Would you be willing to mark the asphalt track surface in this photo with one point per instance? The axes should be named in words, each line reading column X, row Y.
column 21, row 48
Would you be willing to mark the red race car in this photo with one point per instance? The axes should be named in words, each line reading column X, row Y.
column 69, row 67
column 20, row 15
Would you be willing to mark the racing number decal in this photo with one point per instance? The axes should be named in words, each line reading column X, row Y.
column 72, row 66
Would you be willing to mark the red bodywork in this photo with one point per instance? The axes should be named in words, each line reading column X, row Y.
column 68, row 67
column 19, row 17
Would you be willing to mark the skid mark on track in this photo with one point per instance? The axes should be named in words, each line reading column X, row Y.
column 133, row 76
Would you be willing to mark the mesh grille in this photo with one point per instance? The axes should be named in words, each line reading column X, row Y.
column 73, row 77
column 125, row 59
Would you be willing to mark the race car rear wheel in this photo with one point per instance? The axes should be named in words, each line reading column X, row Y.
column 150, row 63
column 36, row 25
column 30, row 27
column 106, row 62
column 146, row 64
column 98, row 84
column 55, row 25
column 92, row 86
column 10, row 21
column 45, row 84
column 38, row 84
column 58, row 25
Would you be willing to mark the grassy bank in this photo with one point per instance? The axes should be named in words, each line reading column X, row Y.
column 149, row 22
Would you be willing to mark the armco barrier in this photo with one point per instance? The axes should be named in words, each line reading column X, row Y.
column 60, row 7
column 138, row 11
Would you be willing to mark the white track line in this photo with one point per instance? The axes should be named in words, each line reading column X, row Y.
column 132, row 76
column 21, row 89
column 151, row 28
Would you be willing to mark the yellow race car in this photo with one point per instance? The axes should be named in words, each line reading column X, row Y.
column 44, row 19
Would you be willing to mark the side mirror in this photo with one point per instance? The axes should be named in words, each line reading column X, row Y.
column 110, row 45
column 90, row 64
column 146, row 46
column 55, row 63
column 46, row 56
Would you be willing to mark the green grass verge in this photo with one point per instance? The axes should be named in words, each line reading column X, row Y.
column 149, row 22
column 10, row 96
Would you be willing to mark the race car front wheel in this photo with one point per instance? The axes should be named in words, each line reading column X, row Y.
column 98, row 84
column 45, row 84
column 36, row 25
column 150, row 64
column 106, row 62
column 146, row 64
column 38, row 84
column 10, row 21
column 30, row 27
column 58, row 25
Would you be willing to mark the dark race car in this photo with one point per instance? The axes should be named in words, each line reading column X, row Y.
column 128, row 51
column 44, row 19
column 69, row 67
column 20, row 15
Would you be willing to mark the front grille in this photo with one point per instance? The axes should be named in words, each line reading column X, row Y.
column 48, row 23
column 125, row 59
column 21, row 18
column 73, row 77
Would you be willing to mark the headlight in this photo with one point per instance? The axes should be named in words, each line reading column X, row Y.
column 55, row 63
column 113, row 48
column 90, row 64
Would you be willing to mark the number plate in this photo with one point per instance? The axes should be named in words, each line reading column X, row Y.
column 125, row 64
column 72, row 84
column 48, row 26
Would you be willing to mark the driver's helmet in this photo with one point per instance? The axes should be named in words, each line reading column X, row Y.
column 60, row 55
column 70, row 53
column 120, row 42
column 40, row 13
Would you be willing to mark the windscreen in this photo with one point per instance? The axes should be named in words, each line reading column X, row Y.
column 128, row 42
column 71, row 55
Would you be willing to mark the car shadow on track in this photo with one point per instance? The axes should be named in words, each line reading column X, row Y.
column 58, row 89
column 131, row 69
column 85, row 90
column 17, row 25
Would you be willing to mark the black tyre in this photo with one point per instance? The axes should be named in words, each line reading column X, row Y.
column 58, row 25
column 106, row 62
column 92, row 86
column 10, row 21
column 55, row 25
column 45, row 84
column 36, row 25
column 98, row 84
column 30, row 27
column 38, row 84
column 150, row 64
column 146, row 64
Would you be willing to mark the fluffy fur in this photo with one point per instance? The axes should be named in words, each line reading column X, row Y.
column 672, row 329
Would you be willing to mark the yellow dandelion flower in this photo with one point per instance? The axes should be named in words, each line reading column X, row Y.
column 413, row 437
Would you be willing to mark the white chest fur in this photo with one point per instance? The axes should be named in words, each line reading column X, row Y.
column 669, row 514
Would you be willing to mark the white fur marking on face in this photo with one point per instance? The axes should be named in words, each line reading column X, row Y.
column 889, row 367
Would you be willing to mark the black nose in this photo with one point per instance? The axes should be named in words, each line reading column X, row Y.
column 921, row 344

________

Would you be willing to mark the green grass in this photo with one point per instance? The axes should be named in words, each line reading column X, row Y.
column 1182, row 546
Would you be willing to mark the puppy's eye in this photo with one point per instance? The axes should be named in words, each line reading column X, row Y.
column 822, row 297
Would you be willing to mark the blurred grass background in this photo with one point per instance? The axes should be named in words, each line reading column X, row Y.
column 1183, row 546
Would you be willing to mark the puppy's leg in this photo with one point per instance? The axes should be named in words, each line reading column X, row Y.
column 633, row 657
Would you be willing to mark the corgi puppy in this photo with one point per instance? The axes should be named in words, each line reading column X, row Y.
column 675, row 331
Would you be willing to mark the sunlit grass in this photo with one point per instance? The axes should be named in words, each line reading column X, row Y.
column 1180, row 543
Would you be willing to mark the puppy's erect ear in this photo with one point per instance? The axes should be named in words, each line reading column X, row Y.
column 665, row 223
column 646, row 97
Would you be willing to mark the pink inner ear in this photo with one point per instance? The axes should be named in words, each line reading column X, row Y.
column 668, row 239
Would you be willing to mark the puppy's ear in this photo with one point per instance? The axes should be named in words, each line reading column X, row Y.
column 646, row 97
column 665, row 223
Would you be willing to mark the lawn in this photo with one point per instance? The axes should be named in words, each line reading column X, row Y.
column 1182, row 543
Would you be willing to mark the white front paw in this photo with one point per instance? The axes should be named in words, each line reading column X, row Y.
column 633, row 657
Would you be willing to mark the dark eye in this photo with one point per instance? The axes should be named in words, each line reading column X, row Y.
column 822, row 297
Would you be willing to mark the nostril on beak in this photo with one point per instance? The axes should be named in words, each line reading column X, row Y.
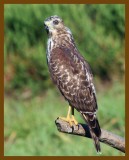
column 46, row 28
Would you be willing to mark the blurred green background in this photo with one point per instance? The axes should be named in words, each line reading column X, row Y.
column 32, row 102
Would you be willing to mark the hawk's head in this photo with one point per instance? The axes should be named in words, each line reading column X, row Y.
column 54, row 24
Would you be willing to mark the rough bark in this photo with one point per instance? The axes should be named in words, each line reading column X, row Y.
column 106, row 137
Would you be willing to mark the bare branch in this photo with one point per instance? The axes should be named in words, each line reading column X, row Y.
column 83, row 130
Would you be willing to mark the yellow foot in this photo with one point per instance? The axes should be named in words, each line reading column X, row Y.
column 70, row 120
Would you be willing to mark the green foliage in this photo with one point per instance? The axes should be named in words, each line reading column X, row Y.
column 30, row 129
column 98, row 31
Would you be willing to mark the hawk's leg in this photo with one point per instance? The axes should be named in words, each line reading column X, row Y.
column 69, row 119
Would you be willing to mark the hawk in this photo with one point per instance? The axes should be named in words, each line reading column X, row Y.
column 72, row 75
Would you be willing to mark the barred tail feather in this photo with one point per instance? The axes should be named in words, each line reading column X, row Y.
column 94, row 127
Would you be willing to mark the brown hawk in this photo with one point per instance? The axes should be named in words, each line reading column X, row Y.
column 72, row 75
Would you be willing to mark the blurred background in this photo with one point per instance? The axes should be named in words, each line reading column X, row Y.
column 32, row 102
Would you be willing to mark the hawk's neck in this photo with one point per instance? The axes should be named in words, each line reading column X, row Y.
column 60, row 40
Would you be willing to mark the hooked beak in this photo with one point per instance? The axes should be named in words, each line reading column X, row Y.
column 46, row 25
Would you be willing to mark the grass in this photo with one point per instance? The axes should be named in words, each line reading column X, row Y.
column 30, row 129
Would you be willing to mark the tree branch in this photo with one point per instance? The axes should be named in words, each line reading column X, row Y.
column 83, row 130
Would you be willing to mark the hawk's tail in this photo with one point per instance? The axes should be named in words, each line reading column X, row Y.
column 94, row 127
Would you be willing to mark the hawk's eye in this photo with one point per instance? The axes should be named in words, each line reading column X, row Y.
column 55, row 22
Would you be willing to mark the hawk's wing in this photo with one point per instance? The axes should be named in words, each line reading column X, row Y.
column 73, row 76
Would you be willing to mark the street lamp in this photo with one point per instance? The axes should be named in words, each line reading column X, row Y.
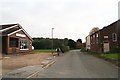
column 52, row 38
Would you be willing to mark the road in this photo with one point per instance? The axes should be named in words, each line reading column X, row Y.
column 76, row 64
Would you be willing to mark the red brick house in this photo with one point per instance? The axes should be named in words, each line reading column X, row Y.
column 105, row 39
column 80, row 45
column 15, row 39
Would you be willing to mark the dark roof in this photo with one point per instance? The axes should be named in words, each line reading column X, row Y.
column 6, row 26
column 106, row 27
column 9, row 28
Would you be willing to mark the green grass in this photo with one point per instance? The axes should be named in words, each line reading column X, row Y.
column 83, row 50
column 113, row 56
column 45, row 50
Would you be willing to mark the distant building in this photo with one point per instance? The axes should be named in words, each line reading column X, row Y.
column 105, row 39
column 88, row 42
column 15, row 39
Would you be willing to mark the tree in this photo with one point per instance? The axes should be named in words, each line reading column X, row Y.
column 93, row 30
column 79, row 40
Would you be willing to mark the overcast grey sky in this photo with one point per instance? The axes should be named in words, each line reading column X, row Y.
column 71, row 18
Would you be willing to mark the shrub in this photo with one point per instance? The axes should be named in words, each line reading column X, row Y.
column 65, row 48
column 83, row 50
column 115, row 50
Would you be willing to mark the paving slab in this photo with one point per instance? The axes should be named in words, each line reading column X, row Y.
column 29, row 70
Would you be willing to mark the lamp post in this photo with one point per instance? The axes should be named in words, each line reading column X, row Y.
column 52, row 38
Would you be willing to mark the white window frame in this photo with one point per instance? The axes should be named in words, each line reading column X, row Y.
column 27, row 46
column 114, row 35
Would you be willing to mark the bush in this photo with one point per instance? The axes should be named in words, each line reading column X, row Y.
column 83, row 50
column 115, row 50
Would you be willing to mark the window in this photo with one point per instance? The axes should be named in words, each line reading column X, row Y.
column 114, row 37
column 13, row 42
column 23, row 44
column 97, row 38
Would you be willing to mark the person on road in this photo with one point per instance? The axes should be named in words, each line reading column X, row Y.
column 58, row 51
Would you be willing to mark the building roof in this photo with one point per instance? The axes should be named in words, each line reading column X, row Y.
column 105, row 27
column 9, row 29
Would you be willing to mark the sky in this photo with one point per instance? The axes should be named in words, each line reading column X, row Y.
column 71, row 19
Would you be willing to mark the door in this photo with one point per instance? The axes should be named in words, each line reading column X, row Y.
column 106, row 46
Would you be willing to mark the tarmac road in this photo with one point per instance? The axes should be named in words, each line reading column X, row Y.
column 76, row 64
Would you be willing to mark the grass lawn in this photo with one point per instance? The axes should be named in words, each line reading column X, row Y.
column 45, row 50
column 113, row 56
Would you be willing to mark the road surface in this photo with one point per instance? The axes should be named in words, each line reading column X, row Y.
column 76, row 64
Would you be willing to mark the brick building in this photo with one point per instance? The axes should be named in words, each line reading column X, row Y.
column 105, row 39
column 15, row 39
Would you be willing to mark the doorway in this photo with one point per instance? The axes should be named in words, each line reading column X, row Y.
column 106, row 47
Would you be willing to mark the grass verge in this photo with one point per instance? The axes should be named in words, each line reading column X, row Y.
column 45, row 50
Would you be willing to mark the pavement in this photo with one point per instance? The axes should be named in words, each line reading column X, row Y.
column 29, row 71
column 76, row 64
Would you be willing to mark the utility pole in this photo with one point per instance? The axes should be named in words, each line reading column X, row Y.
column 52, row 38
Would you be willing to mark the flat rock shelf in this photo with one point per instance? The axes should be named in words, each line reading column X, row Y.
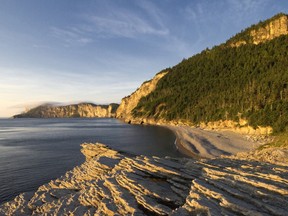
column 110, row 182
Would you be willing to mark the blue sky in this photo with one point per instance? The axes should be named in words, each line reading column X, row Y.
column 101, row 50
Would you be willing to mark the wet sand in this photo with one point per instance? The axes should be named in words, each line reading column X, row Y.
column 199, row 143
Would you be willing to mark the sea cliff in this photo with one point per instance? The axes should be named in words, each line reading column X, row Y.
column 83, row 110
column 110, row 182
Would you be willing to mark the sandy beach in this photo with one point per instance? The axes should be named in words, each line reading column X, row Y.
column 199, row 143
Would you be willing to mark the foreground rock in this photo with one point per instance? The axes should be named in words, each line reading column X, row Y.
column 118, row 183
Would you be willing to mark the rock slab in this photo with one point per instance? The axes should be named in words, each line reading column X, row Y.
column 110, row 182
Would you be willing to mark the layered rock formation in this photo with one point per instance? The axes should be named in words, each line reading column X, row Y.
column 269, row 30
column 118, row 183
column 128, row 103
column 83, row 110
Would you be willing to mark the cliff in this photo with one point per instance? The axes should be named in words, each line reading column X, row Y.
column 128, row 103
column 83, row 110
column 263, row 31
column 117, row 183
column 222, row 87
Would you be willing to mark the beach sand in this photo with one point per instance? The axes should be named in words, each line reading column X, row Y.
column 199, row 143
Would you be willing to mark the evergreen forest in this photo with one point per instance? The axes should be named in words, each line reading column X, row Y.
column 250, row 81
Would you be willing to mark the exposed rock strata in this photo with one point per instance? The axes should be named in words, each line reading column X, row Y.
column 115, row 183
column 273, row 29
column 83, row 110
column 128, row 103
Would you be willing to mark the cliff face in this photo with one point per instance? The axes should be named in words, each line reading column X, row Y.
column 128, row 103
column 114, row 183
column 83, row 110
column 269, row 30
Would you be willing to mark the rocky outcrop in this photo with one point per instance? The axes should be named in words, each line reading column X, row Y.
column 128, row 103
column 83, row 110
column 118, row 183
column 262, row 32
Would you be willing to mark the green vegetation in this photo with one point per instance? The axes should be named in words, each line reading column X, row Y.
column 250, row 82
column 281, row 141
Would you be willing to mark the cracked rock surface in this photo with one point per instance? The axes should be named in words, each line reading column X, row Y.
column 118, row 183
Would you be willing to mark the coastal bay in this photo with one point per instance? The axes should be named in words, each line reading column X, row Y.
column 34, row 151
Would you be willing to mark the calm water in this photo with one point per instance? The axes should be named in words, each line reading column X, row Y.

________

(ASSIGNED TASK)
Reproduce, exactly as they stand in the data above, the lines from the one that holds "Would you be willing to mark the coastal" to the one that holds "Would you be willing to mark the calm", inclusive.

(RESULT OF THE TASK)
Would you be willing to mark the coastal bay in this photo with one point per instance? The axes should be named in words, each line reading column X, row Y.
column 34, row 151
Would you be willing to mark the calm water in this photo with one point per instance? The axes should be named in words, each line reading column X, row Y.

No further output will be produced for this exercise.